Identify the line that contains "of the black" in the material. Output it and every line after it, unchanged, through the end.
—————
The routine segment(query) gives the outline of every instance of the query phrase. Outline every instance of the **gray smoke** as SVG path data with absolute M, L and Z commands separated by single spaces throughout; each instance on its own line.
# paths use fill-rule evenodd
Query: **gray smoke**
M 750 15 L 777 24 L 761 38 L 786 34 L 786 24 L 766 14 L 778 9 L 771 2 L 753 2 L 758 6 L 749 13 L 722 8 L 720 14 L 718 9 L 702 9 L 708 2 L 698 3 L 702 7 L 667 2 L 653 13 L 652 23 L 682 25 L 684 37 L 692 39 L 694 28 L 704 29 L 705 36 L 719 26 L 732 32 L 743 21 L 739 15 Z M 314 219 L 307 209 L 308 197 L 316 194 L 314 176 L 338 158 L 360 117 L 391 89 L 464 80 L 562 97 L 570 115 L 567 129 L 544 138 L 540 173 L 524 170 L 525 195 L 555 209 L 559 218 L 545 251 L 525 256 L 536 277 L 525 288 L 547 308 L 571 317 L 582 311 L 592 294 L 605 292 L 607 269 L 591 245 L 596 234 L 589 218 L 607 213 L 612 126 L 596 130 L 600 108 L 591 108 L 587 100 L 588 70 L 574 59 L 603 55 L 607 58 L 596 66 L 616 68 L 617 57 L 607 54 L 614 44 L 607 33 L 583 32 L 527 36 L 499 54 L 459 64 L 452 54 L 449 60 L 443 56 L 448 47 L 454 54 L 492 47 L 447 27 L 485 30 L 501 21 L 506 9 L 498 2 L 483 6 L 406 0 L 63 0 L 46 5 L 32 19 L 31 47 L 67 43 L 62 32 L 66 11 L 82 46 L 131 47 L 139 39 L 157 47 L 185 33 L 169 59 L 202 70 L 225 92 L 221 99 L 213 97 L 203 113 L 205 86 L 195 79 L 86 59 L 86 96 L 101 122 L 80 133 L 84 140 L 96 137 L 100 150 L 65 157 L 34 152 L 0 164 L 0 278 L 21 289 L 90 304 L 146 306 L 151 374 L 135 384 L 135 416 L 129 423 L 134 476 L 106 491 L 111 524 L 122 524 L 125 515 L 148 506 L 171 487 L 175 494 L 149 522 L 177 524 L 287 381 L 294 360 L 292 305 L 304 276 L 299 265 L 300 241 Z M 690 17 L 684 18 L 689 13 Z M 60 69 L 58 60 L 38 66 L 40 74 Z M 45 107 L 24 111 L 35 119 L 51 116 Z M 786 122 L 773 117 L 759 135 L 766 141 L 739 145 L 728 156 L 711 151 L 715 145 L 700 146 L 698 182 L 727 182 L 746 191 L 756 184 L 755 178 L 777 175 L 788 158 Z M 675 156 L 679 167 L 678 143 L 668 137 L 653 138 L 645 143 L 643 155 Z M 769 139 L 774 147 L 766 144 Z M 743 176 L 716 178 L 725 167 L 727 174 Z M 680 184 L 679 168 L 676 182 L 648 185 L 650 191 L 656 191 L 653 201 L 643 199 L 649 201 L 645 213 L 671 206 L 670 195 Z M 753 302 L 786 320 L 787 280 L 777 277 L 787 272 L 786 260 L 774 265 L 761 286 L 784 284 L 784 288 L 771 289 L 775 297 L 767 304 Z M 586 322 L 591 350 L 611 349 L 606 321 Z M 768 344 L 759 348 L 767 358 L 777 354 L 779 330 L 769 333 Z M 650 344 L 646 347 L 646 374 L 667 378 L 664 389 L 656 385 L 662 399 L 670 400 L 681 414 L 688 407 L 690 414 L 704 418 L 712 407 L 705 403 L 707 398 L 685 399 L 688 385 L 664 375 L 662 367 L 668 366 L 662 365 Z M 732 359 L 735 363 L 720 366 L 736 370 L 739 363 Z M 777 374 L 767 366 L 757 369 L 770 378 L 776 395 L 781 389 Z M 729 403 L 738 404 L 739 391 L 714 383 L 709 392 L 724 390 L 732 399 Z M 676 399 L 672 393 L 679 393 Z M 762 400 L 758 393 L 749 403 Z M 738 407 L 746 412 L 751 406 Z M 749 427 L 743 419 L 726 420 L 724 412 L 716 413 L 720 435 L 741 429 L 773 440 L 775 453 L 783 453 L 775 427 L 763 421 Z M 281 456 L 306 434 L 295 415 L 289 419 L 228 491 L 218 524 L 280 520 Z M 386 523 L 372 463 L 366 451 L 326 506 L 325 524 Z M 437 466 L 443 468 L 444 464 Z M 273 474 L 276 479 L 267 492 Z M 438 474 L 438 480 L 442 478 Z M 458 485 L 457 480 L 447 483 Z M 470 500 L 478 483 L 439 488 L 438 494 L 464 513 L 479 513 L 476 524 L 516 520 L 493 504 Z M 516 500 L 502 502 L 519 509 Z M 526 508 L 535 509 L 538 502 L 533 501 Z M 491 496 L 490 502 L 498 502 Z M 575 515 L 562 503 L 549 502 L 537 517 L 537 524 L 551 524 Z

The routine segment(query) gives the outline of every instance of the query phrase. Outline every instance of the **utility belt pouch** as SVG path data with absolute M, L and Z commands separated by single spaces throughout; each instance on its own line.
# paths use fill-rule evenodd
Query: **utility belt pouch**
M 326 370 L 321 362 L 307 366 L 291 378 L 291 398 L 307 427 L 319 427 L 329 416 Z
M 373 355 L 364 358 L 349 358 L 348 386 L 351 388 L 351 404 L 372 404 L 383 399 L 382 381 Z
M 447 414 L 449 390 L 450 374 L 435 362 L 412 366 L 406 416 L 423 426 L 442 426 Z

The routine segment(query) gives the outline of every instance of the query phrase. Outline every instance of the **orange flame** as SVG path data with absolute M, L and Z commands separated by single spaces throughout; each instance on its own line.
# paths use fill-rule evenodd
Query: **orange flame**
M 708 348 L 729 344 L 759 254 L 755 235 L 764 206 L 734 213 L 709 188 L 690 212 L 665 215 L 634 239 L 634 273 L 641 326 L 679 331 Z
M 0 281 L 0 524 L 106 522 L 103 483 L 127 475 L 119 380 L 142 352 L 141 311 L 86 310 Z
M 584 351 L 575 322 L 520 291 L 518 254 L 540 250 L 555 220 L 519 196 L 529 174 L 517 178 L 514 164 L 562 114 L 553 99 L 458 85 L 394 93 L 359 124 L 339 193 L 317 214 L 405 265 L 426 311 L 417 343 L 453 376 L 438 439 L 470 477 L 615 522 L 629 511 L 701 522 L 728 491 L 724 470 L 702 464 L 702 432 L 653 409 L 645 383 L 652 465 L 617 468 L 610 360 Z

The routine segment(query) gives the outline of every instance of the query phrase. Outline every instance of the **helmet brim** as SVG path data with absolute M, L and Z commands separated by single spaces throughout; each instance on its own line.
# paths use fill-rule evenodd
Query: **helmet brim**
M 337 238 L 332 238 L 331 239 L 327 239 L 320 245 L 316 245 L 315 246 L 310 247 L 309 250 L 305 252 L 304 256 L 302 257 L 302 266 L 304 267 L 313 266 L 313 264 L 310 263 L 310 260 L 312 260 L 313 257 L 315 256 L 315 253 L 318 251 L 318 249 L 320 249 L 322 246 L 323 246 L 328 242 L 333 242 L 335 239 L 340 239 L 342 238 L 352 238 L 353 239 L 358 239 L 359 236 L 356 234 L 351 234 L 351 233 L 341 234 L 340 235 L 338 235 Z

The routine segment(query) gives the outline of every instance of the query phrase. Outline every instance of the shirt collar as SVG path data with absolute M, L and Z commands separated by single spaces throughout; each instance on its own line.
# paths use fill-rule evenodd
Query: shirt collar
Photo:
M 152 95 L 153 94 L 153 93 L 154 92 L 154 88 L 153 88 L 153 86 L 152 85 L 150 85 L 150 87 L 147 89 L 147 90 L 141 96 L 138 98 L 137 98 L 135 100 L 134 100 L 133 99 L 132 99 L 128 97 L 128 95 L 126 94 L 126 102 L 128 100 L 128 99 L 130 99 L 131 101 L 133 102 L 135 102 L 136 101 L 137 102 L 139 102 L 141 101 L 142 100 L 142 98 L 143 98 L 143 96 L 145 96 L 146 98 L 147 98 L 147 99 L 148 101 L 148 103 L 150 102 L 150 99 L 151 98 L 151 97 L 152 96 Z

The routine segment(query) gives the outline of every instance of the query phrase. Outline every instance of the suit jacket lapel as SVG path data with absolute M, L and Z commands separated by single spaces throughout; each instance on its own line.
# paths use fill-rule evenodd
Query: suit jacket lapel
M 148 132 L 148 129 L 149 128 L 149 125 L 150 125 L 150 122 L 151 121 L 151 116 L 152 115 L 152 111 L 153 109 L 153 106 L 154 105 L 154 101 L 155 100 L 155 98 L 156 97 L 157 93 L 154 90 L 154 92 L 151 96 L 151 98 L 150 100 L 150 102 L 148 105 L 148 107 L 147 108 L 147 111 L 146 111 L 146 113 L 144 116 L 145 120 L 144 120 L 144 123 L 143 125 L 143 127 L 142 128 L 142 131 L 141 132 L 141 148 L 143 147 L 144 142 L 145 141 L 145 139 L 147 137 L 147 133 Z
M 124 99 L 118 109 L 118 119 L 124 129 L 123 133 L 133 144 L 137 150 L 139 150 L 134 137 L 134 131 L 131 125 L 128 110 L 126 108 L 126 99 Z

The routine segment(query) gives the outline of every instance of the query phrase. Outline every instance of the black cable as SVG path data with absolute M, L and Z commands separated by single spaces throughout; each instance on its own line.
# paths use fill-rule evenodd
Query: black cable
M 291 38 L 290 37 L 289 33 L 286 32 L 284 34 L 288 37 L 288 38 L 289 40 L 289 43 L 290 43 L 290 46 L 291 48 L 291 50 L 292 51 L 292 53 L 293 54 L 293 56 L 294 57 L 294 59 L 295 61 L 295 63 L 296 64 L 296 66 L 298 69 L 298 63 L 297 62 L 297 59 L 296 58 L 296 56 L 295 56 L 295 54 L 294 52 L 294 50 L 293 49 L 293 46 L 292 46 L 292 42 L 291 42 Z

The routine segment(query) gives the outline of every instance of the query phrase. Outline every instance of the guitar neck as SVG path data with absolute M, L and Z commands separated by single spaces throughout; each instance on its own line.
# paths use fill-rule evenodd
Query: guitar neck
—————
Solution to the problem:
The routine segment(query) gives the outline of every instance of the query phrase. Outline every instance of the black cable as SVG path data with absolute M, L and Z commands separated by single spaces throughout; each instance on its own line.
# paths use fill-rule evenodd
Query: black cable
M 291 38 L 290 37 L 289 33 L 286 32 L 284 34 L 288 37 L 288 38 L 289 40 L 289 43 L 290 43 L 290 46 L 291 48 L 291 50 L 292 51 L 292 53 L 293 54 L 293 56 L 294 57 L 294 59 L 295 61 L 295 63 L 296 64 L 296 66 L 298 69 L 298 63 L 297 62 L 297 59 L 296 58 L 296 56 L 295 56 L 295 54 L 294 52 L 294 50 L 293 49 L 293 46 L 292 46 L 292 42 L 291 42 Z

The routine segment(query) gives the outline of every instance of the query phrase. Outline every instance of the guitar neck as SVG path data with absolute M, L and Z commands separated by single spaces throughout; each instance on its own line.
# paths use fill-rule evenodd
Query: guitar neck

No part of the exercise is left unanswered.